_OBIETTIVO DICHIARATO:_ Per favore, individua e copia ogni riga dei dati che contiene la parola "truck", tenendo conto di maiuscole e minuscole.

··· ESTRATTI DEI DATI

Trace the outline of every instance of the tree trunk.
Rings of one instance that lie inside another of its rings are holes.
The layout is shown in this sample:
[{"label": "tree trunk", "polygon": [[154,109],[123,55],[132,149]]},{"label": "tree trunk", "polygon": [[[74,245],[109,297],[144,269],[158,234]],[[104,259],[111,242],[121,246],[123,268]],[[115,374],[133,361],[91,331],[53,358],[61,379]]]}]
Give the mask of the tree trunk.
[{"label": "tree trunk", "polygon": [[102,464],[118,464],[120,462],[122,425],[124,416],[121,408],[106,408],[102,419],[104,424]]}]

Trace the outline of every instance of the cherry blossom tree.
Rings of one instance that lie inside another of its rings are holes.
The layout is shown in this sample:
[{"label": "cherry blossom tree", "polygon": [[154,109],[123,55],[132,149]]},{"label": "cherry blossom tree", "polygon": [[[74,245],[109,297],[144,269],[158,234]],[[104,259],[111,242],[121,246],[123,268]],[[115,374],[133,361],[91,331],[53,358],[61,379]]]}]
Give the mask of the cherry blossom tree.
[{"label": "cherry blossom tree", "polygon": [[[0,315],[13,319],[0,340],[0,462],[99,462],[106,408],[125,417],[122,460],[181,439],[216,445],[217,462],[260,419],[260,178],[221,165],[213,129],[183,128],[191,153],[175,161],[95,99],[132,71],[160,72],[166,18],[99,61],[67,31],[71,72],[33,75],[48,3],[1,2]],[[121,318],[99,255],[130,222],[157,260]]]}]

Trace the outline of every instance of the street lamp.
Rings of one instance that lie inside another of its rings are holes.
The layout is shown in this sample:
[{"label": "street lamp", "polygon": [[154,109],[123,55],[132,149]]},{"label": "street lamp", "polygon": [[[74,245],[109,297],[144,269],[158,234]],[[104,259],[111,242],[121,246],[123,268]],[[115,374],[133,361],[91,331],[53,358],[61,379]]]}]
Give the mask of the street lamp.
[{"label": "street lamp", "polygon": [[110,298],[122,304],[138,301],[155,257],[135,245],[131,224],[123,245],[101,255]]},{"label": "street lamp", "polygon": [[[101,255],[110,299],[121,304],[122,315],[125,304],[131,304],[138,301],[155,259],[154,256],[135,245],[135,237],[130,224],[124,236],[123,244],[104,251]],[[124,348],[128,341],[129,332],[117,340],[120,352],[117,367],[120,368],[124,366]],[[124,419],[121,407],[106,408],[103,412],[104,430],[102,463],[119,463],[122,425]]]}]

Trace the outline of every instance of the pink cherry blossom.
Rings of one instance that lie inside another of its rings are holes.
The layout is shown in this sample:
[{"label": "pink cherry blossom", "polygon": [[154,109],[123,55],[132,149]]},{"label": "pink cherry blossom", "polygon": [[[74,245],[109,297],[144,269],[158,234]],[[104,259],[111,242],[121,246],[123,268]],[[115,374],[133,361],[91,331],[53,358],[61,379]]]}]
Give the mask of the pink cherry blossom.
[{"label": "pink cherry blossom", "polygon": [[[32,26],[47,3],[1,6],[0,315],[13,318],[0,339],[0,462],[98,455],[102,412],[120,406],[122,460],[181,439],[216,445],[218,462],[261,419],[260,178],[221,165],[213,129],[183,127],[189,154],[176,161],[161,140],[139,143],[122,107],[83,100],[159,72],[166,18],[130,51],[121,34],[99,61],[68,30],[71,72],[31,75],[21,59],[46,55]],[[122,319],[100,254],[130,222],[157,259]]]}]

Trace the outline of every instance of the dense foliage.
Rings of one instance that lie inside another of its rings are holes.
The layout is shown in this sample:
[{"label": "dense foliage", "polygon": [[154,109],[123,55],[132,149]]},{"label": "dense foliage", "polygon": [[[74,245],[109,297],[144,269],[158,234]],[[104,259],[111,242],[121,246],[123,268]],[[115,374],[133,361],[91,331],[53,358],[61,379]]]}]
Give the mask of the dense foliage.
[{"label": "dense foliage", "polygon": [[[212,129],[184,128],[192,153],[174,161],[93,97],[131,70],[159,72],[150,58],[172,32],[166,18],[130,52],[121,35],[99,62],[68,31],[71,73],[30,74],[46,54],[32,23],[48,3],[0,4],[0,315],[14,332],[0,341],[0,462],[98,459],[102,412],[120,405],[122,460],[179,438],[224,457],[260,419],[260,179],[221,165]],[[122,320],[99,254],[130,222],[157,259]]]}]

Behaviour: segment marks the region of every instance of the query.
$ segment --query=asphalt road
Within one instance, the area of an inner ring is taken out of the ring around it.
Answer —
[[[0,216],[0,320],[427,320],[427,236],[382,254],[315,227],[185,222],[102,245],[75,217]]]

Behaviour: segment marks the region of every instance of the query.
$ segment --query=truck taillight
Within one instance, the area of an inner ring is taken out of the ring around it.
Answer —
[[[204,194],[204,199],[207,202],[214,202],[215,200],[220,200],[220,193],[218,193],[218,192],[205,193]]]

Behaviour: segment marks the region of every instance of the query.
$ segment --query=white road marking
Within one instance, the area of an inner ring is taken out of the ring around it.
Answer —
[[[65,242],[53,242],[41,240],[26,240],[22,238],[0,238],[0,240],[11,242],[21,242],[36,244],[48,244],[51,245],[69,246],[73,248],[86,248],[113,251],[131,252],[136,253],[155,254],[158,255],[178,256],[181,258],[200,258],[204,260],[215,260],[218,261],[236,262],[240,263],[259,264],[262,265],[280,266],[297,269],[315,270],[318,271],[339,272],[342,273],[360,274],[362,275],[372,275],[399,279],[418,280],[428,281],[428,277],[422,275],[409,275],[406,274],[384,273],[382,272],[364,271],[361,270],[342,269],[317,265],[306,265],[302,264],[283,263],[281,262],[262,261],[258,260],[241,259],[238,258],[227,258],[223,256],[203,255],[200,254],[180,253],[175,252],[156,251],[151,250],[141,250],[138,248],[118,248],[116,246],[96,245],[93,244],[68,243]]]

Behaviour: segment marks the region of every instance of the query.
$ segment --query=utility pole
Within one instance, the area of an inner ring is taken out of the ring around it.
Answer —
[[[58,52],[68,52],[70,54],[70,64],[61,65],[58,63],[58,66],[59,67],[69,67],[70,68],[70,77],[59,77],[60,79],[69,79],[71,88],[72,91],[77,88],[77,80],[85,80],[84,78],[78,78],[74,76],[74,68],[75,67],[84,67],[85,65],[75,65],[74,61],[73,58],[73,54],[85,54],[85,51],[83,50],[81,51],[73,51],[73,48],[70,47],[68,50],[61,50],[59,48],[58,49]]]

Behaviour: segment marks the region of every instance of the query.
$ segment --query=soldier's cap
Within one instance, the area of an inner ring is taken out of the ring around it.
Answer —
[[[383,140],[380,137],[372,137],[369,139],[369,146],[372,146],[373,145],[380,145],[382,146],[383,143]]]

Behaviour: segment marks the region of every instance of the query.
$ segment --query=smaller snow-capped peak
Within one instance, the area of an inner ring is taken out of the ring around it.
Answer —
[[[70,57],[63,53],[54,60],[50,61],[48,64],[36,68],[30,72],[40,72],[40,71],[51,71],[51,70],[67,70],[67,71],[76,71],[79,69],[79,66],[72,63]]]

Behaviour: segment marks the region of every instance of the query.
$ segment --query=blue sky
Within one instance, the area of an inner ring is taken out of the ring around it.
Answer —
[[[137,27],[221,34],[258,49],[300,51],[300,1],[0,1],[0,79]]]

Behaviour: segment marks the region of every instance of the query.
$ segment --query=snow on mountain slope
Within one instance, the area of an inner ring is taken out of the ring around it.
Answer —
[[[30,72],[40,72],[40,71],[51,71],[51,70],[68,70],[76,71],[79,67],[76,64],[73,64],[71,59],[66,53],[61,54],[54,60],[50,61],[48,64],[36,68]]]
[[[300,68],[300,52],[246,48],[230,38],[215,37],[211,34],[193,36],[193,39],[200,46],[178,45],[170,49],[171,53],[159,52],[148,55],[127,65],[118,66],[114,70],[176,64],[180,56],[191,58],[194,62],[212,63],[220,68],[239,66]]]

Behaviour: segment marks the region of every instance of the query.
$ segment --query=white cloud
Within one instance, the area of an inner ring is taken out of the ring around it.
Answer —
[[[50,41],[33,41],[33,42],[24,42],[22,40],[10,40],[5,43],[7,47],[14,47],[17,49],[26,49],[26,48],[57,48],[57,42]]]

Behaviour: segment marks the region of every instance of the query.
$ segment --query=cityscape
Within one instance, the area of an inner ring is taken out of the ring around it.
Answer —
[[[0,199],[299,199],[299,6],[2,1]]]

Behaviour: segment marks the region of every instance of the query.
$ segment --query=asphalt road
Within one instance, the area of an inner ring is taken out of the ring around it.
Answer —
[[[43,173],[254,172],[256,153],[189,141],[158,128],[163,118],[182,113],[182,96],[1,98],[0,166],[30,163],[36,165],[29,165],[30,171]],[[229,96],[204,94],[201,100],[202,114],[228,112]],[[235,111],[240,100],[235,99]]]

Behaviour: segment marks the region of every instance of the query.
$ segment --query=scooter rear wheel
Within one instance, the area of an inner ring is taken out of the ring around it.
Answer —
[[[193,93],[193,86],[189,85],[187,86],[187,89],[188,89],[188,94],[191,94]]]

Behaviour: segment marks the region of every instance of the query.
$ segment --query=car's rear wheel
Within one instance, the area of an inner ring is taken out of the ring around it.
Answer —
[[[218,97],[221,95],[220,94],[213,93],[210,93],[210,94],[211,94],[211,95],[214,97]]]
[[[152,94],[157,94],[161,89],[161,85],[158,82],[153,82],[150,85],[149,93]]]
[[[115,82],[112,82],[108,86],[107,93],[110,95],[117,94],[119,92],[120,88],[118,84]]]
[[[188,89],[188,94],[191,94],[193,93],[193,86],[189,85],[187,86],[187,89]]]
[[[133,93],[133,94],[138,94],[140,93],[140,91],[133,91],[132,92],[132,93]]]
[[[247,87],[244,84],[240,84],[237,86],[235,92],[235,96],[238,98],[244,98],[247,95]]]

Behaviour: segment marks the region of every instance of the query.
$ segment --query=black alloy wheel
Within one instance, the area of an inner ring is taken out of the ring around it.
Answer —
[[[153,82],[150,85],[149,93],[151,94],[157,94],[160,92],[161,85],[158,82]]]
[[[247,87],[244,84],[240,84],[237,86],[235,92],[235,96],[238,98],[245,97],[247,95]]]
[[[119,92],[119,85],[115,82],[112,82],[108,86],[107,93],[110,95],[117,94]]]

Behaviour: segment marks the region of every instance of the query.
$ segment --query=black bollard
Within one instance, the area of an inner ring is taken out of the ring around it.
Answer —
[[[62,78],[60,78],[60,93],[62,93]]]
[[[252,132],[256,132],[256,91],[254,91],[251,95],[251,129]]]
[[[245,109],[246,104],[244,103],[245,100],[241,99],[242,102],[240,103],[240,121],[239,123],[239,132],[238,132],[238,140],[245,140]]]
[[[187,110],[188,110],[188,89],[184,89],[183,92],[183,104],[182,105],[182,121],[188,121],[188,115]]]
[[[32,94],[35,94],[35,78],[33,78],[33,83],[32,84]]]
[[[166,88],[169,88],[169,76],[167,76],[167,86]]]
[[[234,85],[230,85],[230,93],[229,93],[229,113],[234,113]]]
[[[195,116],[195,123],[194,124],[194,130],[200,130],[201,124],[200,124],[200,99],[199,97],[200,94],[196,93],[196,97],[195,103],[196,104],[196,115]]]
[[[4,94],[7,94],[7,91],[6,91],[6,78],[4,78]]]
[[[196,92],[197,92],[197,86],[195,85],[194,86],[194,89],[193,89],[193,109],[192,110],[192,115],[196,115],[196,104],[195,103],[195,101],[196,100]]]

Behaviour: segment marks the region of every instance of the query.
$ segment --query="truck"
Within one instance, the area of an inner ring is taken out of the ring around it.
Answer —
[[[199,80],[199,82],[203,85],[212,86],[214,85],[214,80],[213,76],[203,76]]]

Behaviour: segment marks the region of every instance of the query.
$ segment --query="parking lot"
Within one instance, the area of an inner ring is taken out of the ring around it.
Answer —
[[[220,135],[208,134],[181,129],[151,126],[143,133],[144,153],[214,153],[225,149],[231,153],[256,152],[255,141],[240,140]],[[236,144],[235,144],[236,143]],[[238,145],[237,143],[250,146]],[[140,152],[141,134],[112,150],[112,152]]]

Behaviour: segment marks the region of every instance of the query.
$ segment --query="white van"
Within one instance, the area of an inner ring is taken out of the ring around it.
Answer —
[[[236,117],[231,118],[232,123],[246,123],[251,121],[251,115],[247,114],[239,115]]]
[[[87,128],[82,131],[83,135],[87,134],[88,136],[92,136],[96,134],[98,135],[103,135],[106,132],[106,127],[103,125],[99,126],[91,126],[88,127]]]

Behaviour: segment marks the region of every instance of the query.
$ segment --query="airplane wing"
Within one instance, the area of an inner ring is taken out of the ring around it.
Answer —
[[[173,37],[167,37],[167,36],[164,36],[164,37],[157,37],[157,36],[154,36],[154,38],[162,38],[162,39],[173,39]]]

······

_SOLUZIONE DEL COMPITO:_
$ segment --query=truck taillight
$ segment --query="truck"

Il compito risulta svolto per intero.